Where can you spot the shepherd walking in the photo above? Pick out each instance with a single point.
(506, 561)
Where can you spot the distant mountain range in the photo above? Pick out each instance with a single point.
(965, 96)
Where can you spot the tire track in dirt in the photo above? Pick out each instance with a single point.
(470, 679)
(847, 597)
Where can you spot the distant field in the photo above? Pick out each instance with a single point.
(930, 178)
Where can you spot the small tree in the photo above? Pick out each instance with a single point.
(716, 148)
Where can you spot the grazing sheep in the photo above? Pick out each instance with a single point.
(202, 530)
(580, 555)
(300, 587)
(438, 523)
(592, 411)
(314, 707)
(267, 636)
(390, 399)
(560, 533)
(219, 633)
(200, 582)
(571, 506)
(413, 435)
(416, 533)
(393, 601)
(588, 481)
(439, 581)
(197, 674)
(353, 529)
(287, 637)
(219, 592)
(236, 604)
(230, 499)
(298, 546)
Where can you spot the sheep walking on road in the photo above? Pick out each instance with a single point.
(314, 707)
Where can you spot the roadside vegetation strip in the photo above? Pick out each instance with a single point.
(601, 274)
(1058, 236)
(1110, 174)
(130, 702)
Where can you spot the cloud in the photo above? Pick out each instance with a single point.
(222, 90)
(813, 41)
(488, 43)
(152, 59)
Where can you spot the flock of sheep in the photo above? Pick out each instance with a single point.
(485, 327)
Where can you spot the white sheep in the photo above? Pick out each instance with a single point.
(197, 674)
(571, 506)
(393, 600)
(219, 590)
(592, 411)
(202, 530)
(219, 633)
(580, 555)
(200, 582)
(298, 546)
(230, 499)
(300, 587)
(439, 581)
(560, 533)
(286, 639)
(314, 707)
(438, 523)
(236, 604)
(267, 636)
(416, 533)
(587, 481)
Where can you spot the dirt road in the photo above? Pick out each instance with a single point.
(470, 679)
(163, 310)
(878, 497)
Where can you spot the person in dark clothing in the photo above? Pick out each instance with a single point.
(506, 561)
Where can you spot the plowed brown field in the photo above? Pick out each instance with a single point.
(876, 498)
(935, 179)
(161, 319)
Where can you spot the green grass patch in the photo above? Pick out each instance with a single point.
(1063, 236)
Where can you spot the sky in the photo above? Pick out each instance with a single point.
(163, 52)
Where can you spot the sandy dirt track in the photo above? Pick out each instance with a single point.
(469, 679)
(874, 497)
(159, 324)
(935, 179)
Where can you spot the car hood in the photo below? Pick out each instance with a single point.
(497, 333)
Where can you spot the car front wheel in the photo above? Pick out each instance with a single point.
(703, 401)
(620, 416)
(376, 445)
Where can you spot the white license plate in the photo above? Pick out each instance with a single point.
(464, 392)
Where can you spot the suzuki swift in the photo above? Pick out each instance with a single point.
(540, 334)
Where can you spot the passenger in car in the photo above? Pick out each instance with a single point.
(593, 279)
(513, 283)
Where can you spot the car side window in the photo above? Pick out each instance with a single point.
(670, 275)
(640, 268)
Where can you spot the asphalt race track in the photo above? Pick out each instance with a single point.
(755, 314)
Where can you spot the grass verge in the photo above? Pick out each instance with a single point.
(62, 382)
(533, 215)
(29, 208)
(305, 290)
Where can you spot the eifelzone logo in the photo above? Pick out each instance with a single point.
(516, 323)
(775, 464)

-- -- --

- EXERCISE BRIEF: Copy every line of the data from the line containing "Where can you spot the grass" through the end of the data, inclusive, and scale each answer coordinate by 1.65, rounding to whole numbers with halves rounded up.

- SOLUTION:
Where can you spot the grass verge in the photo above? Pick out each instance with a single point.
(102, 630)
(879, 355)
(48, 343)
(503, 479)
Where can you spot the eifelzone logo in the photo above? Pick out each instance with a single point.
(851, 533)
(1279, 766)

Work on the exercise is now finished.